-------- EXTRACTED ENTRIES --------
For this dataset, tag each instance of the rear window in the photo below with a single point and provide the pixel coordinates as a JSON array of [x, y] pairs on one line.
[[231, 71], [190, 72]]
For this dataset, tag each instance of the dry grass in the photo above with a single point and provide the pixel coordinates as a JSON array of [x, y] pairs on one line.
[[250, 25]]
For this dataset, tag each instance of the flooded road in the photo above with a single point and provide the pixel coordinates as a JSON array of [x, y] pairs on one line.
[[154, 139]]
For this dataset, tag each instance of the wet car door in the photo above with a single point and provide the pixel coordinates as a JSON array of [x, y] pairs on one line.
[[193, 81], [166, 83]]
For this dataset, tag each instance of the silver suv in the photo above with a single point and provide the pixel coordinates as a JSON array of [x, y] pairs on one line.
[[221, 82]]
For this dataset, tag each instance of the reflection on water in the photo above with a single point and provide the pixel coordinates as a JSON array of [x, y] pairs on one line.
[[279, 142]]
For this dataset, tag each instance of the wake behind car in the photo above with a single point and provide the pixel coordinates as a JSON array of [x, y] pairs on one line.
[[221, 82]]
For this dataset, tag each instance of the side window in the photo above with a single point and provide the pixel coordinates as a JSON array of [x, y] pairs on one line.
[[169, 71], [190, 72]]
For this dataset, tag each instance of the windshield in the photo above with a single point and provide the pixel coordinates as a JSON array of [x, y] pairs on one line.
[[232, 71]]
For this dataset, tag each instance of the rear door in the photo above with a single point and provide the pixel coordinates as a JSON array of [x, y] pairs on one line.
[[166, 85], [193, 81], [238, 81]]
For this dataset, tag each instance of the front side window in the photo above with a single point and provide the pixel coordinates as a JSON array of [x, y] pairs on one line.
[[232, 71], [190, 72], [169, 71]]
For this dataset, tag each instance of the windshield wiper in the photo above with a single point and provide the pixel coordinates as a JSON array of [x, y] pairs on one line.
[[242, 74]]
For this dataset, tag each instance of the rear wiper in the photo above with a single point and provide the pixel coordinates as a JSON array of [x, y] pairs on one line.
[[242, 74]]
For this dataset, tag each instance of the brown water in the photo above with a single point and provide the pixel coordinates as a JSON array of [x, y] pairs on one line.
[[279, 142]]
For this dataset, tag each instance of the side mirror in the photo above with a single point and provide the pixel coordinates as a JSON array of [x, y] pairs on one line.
--------
[WORK REQUIRED]:
Convert the lines starting at the one that contains "For this dataset, tag each instance of the rear wiper" and ending at the last line of the items into a Markdown table with the columns Row and Line. Give each line its own numbered row and leave out blank lines.

[RESULT FOR THIS EXERCISE]:
| Row | Line |
|---|---|
| 1 | For this dataset, tag each instance of the rear wiper in the photo above with a single point and provide the pixel coordinates as a JSON array of [x, y] pairs on one line. |
| 2 | [[242, 74]] |
| 3 | For this dataset, tag each instance of the brown water in the photo above with a single point and provide the pixel coordinates as a JSON array of [x, y] pairs on one line. |
| 4 | [[279, 142]] |
| 5 | For this dataset, tag each instance of the side mirror in the photo above with a single point and provide the pixel coordinates as a JSON array of [x, y] pairs on one line. |